§ **PROBLEM REQUIREMENTS**
Reproduce the data, keeping every word exactly as it is.

§ **RECORDS**
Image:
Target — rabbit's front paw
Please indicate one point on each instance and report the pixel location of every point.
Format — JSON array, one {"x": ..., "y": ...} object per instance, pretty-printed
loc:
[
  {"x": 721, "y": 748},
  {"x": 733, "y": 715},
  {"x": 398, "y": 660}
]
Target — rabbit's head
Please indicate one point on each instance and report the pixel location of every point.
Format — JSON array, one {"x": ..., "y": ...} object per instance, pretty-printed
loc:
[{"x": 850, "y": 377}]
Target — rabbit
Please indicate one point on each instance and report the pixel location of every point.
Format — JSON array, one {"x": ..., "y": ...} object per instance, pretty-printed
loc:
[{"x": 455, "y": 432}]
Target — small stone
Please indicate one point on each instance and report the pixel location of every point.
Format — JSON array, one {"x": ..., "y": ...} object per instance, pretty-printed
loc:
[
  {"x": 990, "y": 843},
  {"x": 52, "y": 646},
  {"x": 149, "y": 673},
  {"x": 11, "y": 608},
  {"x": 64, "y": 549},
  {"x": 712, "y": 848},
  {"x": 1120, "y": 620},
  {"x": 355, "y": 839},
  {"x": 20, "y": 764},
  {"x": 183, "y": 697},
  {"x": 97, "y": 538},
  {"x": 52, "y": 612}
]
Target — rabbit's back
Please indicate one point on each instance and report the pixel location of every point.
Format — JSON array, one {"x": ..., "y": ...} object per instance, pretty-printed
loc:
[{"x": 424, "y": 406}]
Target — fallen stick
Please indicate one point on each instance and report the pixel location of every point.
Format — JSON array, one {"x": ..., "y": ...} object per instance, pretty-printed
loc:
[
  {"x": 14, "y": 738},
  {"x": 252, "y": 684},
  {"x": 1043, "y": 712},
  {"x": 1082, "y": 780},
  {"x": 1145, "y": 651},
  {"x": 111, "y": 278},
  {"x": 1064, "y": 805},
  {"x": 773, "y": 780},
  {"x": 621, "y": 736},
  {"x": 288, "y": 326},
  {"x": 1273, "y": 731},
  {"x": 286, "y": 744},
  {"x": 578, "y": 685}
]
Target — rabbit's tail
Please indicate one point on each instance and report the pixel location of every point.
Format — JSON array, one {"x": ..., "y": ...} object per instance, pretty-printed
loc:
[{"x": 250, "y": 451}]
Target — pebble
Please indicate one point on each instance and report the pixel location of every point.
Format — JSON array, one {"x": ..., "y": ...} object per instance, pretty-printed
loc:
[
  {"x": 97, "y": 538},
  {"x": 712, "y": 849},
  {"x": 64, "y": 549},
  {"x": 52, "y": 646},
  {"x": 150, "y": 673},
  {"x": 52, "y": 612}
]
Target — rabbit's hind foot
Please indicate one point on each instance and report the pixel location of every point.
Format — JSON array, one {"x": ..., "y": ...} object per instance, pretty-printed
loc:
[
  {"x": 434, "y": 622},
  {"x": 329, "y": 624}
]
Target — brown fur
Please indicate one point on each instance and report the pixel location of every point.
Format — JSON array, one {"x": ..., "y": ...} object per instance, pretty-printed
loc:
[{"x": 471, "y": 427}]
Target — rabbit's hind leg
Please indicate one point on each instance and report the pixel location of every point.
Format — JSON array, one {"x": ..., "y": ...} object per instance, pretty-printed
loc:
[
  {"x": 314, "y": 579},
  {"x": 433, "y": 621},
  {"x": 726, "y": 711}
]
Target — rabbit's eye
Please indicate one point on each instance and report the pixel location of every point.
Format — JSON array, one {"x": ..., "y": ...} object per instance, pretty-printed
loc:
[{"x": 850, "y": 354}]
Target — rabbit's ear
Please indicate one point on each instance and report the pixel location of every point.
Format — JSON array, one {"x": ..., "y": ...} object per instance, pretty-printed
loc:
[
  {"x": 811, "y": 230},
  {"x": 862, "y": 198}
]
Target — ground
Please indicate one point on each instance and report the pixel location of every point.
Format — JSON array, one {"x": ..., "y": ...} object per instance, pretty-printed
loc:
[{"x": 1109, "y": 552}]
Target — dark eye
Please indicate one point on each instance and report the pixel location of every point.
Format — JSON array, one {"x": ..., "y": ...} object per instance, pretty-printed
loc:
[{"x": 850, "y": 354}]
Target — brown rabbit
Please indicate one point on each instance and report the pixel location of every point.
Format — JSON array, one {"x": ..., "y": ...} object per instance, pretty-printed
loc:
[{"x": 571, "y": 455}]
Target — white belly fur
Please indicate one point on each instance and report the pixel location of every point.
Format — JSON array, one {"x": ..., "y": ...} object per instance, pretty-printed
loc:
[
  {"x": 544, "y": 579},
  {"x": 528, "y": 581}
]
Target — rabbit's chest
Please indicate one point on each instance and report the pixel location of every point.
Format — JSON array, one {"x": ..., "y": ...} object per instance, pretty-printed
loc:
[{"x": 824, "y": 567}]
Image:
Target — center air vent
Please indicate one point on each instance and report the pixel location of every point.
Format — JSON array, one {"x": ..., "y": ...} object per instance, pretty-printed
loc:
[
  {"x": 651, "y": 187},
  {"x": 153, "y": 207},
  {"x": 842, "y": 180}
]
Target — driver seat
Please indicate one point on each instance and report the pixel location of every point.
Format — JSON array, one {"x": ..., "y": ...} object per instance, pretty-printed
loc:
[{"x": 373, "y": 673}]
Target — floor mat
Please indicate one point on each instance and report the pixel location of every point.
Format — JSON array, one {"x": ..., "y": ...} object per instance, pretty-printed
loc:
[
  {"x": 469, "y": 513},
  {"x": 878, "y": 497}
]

§ **COMPLETED EXERCISE**
Image:
Target — rabbit's front paw
Please indicate one point on each instance and report the pixel location of every point.
Format — JSON array, one {"x": ..., "y": ...} object per instance, pretty-printed
loc:
[
  {"x": 721, "y": 748},
  {"x": 733, "y": 715},
  {"x": 398, "y": 660}
]
Target — rabbit's head
Please indicate one point on each instance and report the pixel location of every point.
Format — JSON array, one {"x": ..., "y": ...} object per instance, pretty-printed
loc:
[{"x": 850, "y": 377}]
Target — rabbit
Please indicate one point on each instance and report the pixel location of every point.
Format — JSON array, one {"x": ..., "y": ...} object per instance, pretty-printed
loc:
[{"x": 455, "y": 432}]
Target — small stone
Please indicate one point on each instance and report the pixel location of every point.
Format — JSON array, one {"x": ..., "y": ...} object per instance, pretty-printed
loc:
[
  {"x": 990, "y": 843},
  {"x": 52, "y": 646},
  {"x": 149, "y": 673},
  {"x": 11, "y": 608},
  {"x": 64, "y": 549},
  {"x": 712, "y": 848},
  {"x": 1120, "y": 620},
  {"x": 355, "y": 839},
  {"x": 20, "y": 764},
  {"x": 183, "y": 697},
  {"x": 97, "y": 538},
  {"x": 52, "y": 612}
]
Target — rabbit's back
Please indicate one point on each instance and report the pixel location of every point.
Format — JSON array, one {"x": ..., "y": ...} object per instance, pretty-printed
loc:
[{"x": 424, "y": 406}]
Target — fallen stick
Please indicate one point on each instance and report the pixel location of every point.
Format — JSON array, one {"x": ..., "y": ...} object per instance, pretty-printed
loc:
[
  {"x": 14, "y": 738},
  {"x": 252, "y": 684},
  {"x": 1043, "y": 712},
  {"x": 1082, "y": 780},
  {"x": 1145, "y": 651},
  {"x": 111, "y": 278},
  {"x": 1064, "y": 805},
  {"x": 773, "y": 780},
  {"x": 621, "y": 736},
  {"x": 288, "y": 326},
  {"x": 1273, "y": 731},
  {"x": 286, "y": 744},
  {"x": 578, "y": 685}
]
Target — rabbit's tail
Please indicate one point on each instance and report the pixel location of every point.
Format — JSON array, one {"x": ..., "y": ...} object per instance, pretty-printed
loc:
[{"x": 250, "y": 451}]
Target — pebble
Please indicate one point on each instance and report the pixel location of every point.
Format — JSON array, one {"x": ..., "y": ...} object per instance, pretty-printed
loc:
[
  {"x": 97, "y": 538},
  {"x": 712, "y": 849},
  {"x": 64, "y": 549},
  {"x": 52, "y": 646},
  {"x": 150, "y": 673},
  {"x": 52, "y": 612}
]
Target — rabbit's hind foot
Please indicate one point on each instance and report the pixel location of every point.
Format — JSON array, one {"x": ..., "y": ...} object per instance, pretty-printed
loc:
[
  {"x": 434, "y": 622},
  {"x": 329, "y": 624}
]
Target — brown fur
Please indicate one point on each instance and report the pixel location of every point.
Format — JSON array, one {"x": ..., "y": ...} object per instance, pretty-printed
loc:
[{"x": 471, "y": 427}]
Target — rabbit's hind leg
Please indicate one point on each instance and report the pixel location of every point.
Format — JSON array, one {"x": ..., "y": ...} object per instance, pretty-printed
loc:
[
  {"x": 314, "y": 579},
  {"x": 433, "y": 621},
  {"x": 726, "y": 711}
]
Target — rabbit's eye
Please indicate one point on each instance and report the pixel location of every point.
Format — JSON array, one {"x": ..., "y": ...} object per instance, pretty-printed
loc:
[{"x": 850, "y": 354}]
Target — rabbit's ear
Please indicate one point on each instance and report the pixel location of every point.
Format — JSON array, one {"x": ..., "y": ...} object per instance, pretty-printed
loc:
[
  {"x": 811, "y": 230},
  {"x": 862, "y": 198}
]
Target — ground
Please indicate one point on each instance and report the pixel location of every point.
Format — JSON array, one {"x": ..., "y": ...} object per instance, pretty-printed
loc:
[{"x": 1109, "y": 552}]
Target — dark eye
Please indicate one point on each instance and report the pixel location of every point.
Format — JSON array, one {"x": ..., "y": ...} object per instance, pretty-printed
loc:
[{"x": 850, "y": 354}]
Target — brown rabbit
Please indicate one point on each instance and report the pixel location of every point.
Format — JSON array, one {"x": ..., "y": ...} object per instance, pretty-printed
loc:
[{"x": 571, "y": 455}]
Target — white belly fur
Please indicate one point on each instance and report the pixel location of every point.
Format — JSON array, one {"x": ..., "y": ...} object per instance, pretty-printed
loc:
[
  {"x": 544, "y": 579},
  {"x": 528, "y": 581}
]
Target — rabbit's chest
Please indicate one point on each instance and report the pixel location of every point.
Format — JSON array, one {"x": ..., "y": ...} object per instance, pretty-printed
loc:
[{"x": 824, "y": 567}]
Image:
Target — center air vent
Please indicate one point on each instance and report the pixel location of every point.
Format — JSON array, one {"x": ..., "y": ...} object per instance, pretty-printed
loc:
[
  {"x": 651, "y": 187},
  {"x": 153, "y": 207},
  {"x": 842, "y": 180}
]
Target — driver seat
Please indicate one point on each instance and report the pixel location of every point.
Format — JSON array, one {"x": ..., "y": ...} object per instance, pretty-printed
loc:
[{"x": 373, "y": 673}]
Target — floor mat
Please indicate one point on each instance and report the pixel location of every point.
Format — JSON array, one {"x": ..., "y": ...} object per instance, pretty-printed
loc:
[
  {"x": 469, "y": 513},
  {"x": 878, "y": 497}
]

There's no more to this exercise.